→ Task requirements:
Give again, unaltered, the lines of the listing below that run from the line having "point: bridge lamp" through the line having "point: concrete retaining".

→ Data for this task:
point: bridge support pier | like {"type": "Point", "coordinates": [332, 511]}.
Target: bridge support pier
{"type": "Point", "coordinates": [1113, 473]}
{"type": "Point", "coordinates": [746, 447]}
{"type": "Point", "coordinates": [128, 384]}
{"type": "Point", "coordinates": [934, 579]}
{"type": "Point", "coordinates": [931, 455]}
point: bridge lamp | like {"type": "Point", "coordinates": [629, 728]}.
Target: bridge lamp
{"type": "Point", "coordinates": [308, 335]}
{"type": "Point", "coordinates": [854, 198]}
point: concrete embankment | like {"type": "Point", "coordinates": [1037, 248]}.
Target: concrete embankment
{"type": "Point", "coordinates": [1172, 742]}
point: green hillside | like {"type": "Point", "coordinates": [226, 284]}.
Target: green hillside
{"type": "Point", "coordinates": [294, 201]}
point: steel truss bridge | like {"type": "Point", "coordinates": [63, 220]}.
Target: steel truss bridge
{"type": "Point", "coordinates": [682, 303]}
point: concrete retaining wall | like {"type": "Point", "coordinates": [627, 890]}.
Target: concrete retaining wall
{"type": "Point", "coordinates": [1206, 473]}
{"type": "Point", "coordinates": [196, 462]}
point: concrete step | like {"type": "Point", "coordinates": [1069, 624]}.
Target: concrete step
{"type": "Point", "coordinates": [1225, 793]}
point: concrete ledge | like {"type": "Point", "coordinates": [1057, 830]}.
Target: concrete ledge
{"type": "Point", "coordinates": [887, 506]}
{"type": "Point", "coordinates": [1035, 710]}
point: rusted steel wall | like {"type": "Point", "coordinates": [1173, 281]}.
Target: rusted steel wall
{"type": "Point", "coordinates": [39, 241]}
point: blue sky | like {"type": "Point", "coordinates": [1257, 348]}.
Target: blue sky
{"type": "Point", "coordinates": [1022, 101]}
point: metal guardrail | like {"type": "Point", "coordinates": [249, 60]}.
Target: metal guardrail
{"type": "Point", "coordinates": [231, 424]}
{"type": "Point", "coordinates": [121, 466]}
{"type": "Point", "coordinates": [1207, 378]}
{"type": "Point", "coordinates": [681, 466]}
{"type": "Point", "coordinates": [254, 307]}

→ Response area:
point: bridge lamp | like {"type": "Point", "coordinates": [629, 728]}.
Target: bridge lamp
{"type": "Point", "coordinates": [308, 335]}
{"type": "Point", "coordinates": [854, 198]}
point: concrete embankment | like {"type": "Point", "coordinates": [1037, 248]}.
Target: concrete embankment
{"type": "Point", "coordinates": [1172, 742]}
point: green hillside | like {"type": "Point", "coordinates": [226, 284]}.
Target: green hillside
{"type": "Point", "coordinates": [294, 201]}
point: steel truss bridge | like {"type": "Point", "coordinates": [63, 220]}.
Target: steel truss bridge
{"type": "Point", "coordinates": [682, 303]}
point: concrete retaining wall | like {"type": "Point", "coordinates": [627, 890]}.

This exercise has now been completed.